_Given records_
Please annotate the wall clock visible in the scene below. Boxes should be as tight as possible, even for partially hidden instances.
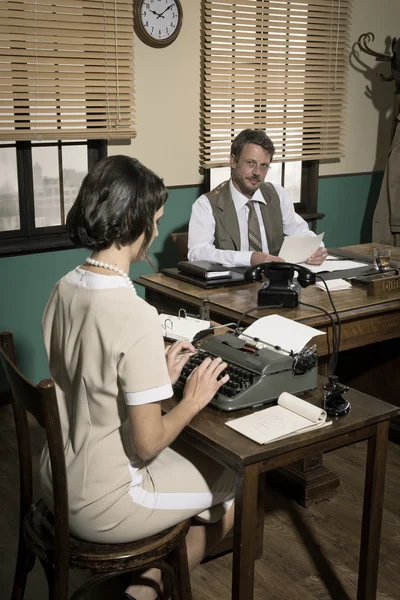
[135,0,183,48]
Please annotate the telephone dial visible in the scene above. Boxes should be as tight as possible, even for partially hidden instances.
[244,262,316,308]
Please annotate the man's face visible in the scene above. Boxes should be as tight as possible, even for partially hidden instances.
[231,144,271,198]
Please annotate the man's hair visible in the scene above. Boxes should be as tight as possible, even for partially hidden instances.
[66,155,168,252]
[231,129,275,160]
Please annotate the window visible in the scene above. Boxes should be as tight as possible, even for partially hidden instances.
[0,140,107,255]
[0,0,136,252]
[201,0,351,214]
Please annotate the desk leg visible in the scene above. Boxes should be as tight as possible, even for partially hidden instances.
[357,421,389,600]
[232,465,259,600]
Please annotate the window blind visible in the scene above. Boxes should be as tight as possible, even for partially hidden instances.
[0,0,136,141]
[201,0,352,168]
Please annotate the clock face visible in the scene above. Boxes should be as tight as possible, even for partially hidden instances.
[137,0,182,46]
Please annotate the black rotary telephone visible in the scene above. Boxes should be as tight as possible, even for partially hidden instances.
[244,262,316,308]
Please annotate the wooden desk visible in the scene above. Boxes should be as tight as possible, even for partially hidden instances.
[136,244,400,441]
[162,381,400,600]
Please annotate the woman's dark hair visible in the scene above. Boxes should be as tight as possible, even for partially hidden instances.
[67,155,168,251]
[231,129,275,160]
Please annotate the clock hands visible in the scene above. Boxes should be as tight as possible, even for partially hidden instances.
[148,4,174,19]
[158,4,174,19]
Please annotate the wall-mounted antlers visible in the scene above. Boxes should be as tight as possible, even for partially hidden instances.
[356,31,400,88]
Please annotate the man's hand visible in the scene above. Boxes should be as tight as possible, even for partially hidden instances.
[307,248,328,265]
[165,342,196,385]
[250,252,285,267]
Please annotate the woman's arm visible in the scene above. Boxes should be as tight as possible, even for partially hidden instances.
[128,358,229,460]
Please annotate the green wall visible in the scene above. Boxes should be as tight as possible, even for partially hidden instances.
[0,173,382,382]
[317,172,383,247]
[0,186,201,390]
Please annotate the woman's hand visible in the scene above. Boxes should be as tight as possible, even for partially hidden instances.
[165,342,196,385]
[182,357,229,411]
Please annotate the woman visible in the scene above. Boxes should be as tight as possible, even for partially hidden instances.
[41,156,234,600]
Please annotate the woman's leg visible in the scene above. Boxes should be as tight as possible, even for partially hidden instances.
[126,504,235,600]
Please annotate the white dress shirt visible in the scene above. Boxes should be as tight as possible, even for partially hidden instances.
[188,180,315,267]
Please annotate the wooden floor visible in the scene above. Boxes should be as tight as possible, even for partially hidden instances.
[0,406,400,600]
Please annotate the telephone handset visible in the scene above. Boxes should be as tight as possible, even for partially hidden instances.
[244,262,316,287]
[244,262,316,308]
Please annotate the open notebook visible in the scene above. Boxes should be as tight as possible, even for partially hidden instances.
[226,392,332,444]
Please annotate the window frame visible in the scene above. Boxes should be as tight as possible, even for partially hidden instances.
[0,139,107,257]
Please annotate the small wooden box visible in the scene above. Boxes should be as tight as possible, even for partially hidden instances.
[367,274,400,296]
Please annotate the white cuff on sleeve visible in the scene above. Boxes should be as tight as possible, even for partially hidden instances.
[124,383,174,406]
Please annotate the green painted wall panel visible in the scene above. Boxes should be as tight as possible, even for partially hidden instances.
[0,173,382,382]
[0,187,200,390]
[317,172,383,247]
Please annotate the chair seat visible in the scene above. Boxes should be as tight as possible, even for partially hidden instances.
[24,499,190,572]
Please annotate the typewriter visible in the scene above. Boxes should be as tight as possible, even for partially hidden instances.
[174,333,318,411]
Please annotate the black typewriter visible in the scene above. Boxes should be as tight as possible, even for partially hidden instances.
[174,333,318,410]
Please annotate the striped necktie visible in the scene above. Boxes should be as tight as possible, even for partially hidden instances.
[247,200,262,252]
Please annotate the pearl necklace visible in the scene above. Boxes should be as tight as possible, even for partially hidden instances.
[85,256,136,294]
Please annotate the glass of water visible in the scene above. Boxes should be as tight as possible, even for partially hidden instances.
[374,247,390,272]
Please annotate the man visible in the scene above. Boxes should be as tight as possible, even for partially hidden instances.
[188,129,327,267]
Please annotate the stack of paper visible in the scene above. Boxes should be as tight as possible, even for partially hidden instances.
[302,259,369,273]
[226,392,332,444]
[279,233,324,263]
[315,279,351,292]
[159,314,211,342]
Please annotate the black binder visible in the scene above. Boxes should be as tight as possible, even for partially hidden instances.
[161,268,248,288]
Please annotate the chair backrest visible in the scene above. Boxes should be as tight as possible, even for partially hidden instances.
[170,232,188,260]
[0,332,69,578]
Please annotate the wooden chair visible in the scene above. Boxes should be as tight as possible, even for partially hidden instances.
[0,332,192,600]
[170,232,188,260]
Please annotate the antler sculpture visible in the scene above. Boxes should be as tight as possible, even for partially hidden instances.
[356,31,400,94]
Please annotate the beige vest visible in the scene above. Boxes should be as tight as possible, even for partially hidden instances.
[205,181,284,256]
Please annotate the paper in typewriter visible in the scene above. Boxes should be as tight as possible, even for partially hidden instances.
[239,315,326,352]
[226,392,332,444]
[159,314,211,342]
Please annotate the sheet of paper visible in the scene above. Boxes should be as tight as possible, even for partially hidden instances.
[239,315,326,352]
[226,392,330,444]
[279,233,324,263]
[302,260,370,273]
[315,279,352,292]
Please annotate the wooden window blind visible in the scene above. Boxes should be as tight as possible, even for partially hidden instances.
[0,0,136,141]
[201,0,352,168]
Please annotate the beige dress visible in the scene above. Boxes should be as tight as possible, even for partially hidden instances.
[41,268,234,543]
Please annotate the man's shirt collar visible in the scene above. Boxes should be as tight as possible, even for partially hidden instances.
[229,179,265,211]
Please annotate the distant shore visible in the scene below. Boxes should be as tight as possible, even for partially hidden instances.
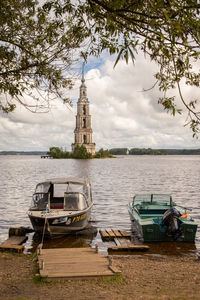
[0,148,200,156]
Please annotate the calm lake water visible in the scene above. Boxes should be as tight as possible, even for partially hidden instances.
[0,156,200,253]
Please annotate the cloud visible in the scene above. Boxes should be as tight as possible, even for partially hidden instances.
[0,55,200,151]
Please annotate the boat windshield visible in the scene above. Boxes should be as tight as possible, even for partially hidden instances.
[134,194,172,205]
[53,183,86,197]
[64,193,87,210]
[35,183,50,193]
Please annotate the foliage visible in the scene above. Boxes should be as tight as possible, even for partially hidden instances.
[0,0,84,113]
[0,0,200,135]
[72,145,92,159]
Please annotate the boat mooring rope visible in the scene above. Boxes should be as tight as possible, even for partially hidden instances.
[41,204,48,249]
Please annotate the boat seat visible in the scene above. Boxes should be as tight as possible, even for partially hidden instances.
[50,197,64,209]
[153,217,167,231]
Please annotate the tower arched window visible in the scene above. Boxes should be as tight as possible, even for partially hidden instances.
[83,134,87,144]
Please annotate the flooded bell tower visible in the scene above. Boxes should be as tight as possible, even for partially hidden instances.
[72,69,95,155]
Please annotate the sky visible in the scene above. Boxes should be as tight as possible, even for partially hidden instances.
[0,55,200,151]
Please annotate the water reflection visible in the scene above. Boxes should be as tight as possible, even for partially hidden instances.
[0,156,200,253]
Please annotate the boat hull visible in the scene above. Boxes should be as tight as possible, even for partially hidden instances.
[28,209,91,236]
[128,207,197,243]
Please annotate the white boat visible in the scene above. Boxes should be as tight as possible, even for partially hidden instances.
[28,178,93,236]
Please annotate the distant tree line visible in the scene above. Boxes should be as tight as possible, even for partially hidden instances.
[47,145,113,159]
[109,148,200,155]
[0,145,200,159]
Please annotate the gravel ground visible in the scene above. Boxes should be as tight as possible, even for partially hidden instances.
[0,253,200,300]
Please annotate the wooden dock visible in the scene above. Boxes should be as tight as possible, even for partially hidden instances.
[38,247,120,279]
[99,228,149,253]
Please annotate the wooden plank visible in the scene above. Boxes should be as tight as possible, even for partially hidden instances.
[120,229,131,238]
[108,245,149,251]
[99,230,110,239]
[106,229,115,238]
[40,270,115,279]
[39,256,104,264]
[38,247,120,278]
[114,238,121,246]
[112,229,122,237]
[0,235,28,247]
[108,266,122,275]
[0,245,24,252]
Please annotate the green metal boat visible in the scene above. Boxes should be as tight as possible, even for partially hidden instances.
[128,194,197,243]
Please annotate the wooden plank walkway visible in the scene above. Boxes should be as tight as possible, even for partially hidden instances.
[99,229,149,253]
[99,229,131,241]
[0,235,28,252]
[38,247,120,279]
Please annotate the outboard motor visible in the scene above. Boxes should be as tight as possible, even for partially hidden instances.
[161,208,182,241]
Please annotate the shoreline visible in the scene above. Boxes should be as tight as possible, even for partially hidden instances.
[0,252,200,300]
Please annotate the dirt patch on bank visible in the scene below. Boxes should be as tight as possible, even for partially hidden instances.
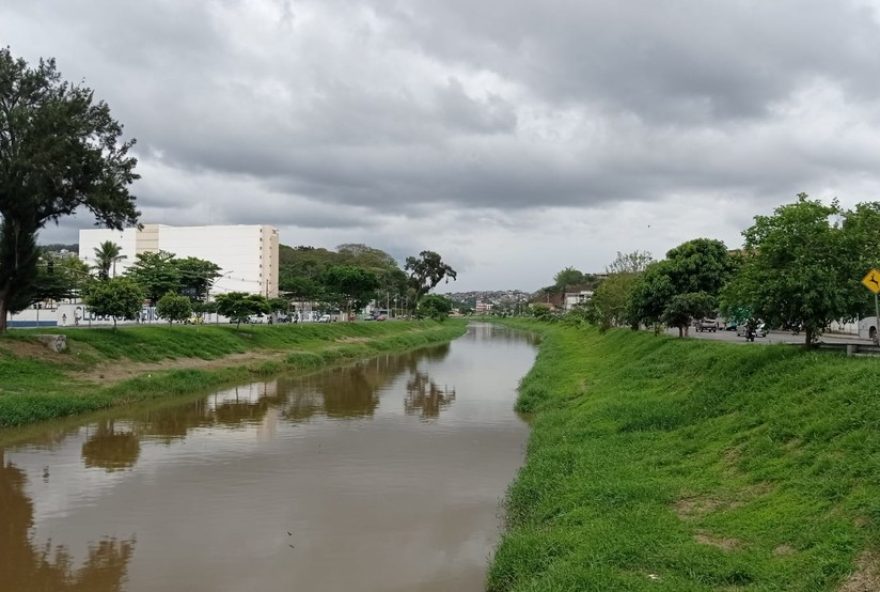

_Aim of the task_
Starting with the line containing "Please annotate the telephone handset" and going on through the line containing "[85,256,136,294]", recast that part of the listing as a Markdown table with the columns Row and Line. Give each line its own numbered row and leave out blank lines.

_Exercise response_
| Row | Line |
|---|---|
| 1 | Please annotate the telephone handset visible in the scene above. Boxes should be as tight as possible, even for partially hidden instances. |
| 2 | [244,262,316,287] |
| 3 | [244,262,316,308] |
| 4 | Please annotate the open notebook visible in the scene above. Boxes should be as tight as possible, even for partially hidden instances. |
| 5 | [226,392,332,444] |
| 6 | Please annotate the window frame visible in the scene above. Boxes should be as tight as possible, even for partially hidden instances. |
| 7 | [0,139,107,257] |
| 8 | Please annotate the small wooden box visible in the scene above. Boxes should be as tight as possible, even for partially hidden instances. |
| 9 | [367,274,400,296] |
| 10 | Please annotate the white cuff on sleeve visible in the scene above. Boxes should be as tight as possible, even for partially hidden instances. |
| 11 | [124,383,174,406] |
| 12 | Please annotate the green painted wall panel visible in the scene above. Boxes should be as tight as possible, even for partially hidden instances. |
| 13 | [0,173,382,382] |
| 14 | [0,187,200,390] |
| 15 | [317,172,383,247] |
| 16 | Please annotate the chair seat visible in the scene above. Boxes should be as tight as possible, even for partially hidden instances. |
| 17 | [24,499,190,572] |
| 18 | Please annotate the typewriter visible in the scene above. Boxes should be as tight as possible, even for partially hidden instances. |
| 19 | [174,333,318,411] |
| 20 | Please annotate the black typewriter visible in the scene above. Boxes should be as tight as possible, even for partially hidden instances. |
| 21 | [174,333,318,410] |
| 22 | Please annotate the striped necktie visible in the scene above. Boxes should be as tight as possible, even for partially hidden instances. |
| 23 | [247,200,262,252] |
| 24 | Please annotate the pearl necklace visible in the scene above. Boxes should be as tight as possible, even for partially hidden instances. |
| 25 | [85,256,136,294] |